TASK DATA –
•••

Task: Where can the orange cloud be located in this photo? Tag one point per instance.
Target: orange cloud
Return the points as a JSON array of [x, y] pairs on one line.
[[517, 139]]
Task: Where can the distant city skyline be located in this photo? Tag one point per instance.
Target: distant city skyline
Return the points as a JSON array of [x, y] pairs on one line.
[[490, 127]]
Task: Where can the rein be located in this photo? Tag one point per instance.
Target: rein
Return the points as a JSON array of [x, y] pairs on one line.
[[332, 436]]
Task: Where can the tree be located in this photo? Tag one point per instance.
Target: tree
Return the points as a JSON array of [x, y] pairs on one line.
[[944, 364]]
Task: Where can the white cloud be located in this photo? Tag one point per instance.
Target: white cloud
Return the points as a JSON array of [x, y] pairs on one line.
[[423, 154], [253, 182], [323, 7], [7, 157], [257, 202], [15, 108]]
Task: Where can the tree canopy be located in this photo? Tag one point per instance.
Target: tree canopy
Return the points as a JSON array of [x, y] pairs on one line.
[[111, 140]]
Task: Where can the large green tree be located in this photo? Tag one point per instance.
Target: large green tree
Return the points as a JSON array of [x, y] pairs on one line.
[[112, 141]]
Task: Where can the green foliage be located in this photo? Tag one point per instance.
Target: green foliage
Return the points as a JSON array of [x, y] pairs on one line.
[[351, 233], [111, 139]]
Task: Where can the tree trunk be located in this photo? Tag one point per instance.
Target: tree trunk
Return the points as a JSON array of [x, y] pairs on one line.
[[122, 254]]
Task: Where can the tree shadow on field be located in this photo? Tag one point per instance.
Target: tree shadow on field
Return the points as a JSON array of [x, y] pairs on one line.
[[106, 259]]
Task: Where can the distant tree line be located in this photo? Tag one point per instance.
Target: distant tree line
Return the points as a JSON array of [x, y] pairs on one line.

•••

TASK BRIEF –
From the records above, reproduce exactly the lines from the one with "Target: tree canopy" to the one with "Target: large green tree", both included, and no others.

RESPONSE TO THE TASK –
Target: tree canopy
Return the points as a JSON array of [x, y] pairs on one line.
[[111, 140]]
Task: Where can the large green tree be located in this photo? Tag one point per instance.
Target: large green tree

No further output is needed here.